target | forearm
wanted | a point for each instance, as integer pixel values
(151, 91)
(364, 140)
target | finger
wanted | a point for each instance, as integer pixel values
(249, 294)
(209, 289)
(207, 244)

Work to be completed —
Every record above must be printed again exactly as it stands.

Answer section —
target | forearm
wanted | a point for each instance, as integer pixel values
(151, 91)
(364, 140)
target | finger
wanted | a point for each instance, as integer pixel values
(249, 294)
(209, 289)
(207, 244)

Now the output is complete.